- TO DO -
Recast the records below as a CSV with two columns, instruction and points. Give one row for each record, putting its text under instruction and its answer under points, with each field in double quotes and any line breaks inside a field replaced by spaces.

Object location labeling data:
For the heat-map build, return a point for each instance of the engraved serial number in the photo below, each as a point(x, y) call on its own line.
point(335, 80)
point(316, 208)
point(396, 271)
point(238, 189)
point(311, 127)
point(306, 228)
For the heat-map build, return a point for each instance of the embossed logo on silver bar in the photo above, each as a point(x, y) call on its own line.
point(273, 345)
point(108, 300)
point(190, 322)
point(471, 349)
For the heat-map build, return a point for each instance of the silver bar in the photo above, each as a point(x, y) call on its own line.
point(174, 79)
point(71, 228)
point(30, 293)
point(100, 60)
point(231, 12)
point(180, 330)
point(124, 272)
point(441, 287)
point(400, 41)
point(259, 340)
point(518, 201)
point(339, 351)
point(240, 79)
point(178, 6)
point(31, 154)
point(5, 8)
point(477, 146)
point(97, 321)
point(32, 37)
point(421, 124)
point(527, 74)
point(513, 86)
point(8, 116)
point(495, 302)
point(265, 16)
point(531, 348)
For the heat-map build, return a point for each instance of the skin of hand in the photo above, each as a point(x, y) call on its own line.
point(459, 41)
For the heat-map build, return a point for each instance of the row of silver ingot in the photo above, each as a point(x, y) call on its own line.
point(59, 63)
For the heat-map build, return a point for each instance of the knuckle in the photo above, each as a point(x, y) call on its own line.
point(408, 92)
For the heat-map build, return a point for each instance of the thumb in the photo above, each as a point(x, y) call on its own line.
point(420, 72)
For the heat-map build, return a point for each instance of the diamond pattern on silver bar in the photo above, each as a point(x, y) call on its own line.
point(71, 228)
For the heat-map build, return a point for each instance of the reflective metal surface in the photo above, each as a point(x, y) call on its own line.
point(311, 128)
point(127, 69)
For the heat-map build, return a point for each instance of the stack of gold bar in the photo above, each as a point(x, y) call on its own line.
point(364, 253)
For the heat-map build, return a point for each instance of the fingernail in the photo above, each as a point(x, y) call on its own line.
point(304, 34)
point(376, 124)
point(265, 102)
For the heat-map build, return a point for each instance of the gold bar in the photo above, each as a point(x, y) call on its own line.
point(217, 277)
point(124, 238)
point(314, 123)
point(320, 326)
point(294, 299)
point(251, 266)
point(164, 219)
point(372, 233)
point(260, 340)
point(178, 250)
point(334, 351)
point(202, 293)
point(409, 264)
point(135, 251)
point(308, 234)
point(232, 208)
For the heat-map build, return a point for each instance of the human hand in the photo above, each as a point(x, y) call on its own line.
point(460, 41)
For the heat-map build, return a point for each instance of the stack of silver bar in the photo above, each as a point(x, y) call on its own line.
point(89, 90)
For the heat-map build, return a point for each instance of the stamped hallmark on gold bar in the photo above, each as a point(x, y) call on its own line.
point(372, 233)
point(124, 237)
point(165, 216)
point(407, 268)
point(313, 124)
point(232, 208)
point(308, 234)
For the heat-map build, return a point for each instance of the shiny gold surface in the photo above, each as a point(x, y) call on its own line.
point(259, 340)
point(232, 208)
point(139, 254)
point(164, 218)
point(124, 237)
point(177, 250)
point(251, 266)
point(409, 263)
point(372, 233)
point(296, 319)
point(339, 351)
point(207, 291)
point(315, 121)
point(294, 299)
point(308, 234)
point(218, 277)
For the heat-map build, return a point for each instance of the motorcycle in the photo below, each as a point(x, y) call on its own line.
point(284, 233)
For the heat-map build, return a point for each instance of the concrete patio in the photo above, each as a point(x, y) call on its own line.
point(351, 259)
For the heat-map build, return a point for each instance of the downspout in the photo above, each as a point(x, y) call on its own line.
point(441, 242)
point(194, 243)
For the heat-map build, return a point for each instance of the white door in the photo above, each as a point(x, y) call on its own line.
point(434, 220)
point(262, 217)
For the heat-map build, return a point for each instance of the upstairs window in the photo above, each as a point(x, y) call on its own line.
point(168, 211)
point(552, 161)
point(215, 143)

- SOLUTION BELOW -
instruction,points
"For the heat-map build, return a point for each instance of the engraved serial number in the photo below, each as a point(x, y) call on its own line.","point(335, 80) point(316, 208) point(396, 271) point(238, 189) point(311, 127) point(306, 228)"
"For the heat-map build, return a point for each instance of the embossed logo on silver bar in the photo above, each as a point(x, y) call on its own line.","point(273, 345) point(108, 300) point(190, 322) point(471, 349)"
"For the heat-map build, return a point for each instance of the silver bar in the photo above, each as a point(x, y) call on its own line.","point(174, 79) point(71, 228) point(30, 293) point(100, 60) point(231, 12) point(180, 330) point(124, 272) point(441, 287) point(400, 41) point(259, 340) point(518, 201) point(339, 351) point(240, 79) point(178, 6) point(31, 154) point(5, 8) point(477, 146) point(97, 321) point(32, 37) point(421, 124) point(527, 74) point(513, 86) point(8, 116) point(495, 302) point(265, 16) point(531, 348)"
"For the heat-map build, return a point for each instance of the skin of hand in the photo above, each as a point(x, y) call on its own line.","point(459, 41)"
"For the heat-map build, return a point for each instance of the row of silver ingot in the photo above, each as a point(x, y) call on its own line.","point(59, 63)"
"For the heat-map build, return a point for each instance of the knuckle in the photo above, each as a point(x, y) call on its own line.","point(408, 92)"
"For the heat-map build, return a point for each instance of the thumb in the photo above, each as a point(x, y) call on its own line.","point(420, 72)"
"For the heat-map build, return a point for each instance of the diamond pattern on silver bar in the photo above, each as a point(x, y) call on its own line.","point(71, 228)"
"For the heat-map build, return a point for each instance of the reflective metal surface in the photo above, each as a point(x, y) call on its own line.","point(311, 128) point(127, 69)"
"For the heat-map build, return a point for each instance of the stack of gold bar in the photo above, each as a point(x, y) call on its own line.","point(364, 253)"
"For the heat-map build, return a point for each instance of the fingernail in the photo above, each as a point(x, y) call on its own line.","point(304, 34) point(376, 124) point(265, 102)"
"For the heat-map build, return a point for each instance of the gold bar in the photo above, each as a point(x, y) call on its own line.","point(217, 277) point(124, 238) point(314, 123) point(320, 326) point(294, 299) point(251, 266) point(164, 219) point(372, 233) point(260, 340) point(178, 250) point(334, 351) point(202, 293) point(409, 264) point(135, 251) point(308, 234) point(232, 208)"
"For the heat-map build, return a point for each instance of the human hand in the photo above, each as a point(x, y) call on its own line.","point(460, 41)"
"For the heat-map build, return a point for each instance of the stack of silver bar in the photo above, each as a point(x, y) call on its own line.","point(89, 90)"
"For the heat-map build, return a point for each instance of the stamped hallmark on gold bar in the photo above, each as a point(x, y) call on its own line.","point(372, 233) point(124, 237) point(165, 216) point(407, 268) point(313, 124) point(232, 208) point(308, 234)"
"For the heat-map build, return a point for each instance of the shiny gold surface in the photo above, each as a point(x, y) call on its own line.","point(259, 340) point(232, 208) point(139, 254) point(164, 218) point(124, 237) point(177, 250) point(251, 266) point(409, 263) point(372, 233) point(296, 319) point(339, 351) point(207, 291) point(315, 121) point(294, 299) point(308, 234) point(218, 277)"
"For the heat-map build, return a point for each instance of the motorcycle in the photo below, each as a point(x, y) call on its own line.","point(284, 233)"
"For the heat-map build, return a point for each instance of the concrete patio in the photo above, each as a point(x, y) call on its own line.","point(351, 259)"
"For the heat-map build, return a point for each instance of the downspout in the photo above, each as a point(x, y) call on its own line.","point(441, 242) point(194, 243)"
"For the heat-map build, return a point for each instance of the white door in the photo above, each as a point(x, y) call on its own line.","point(434, 220) point(262, 217)"
"For the heat-map build, return a point for each instance of the upstairs window in the photo above, each as a point(x, y) call on its own line.","point(168, 211) point(552, 161) point(215, 143)"